Named object pointing entries
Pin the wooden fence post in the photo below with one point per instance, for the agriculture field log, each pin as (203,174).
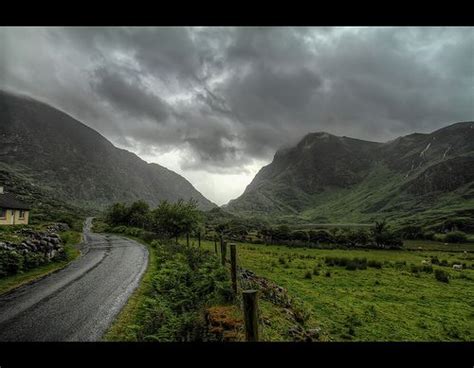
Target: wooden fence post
(250,314)
(233,266)
(223,252)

§ Goal of the exercise:
Copy all the entries word for word. Omit any pictures.

§ Reply:
Pin the wooden fence post in the photo below with one point per instance, for the agriculture field log, each pin as (203,174).
Target: wooden fence post
(250,314)
(233,266)
(223,252)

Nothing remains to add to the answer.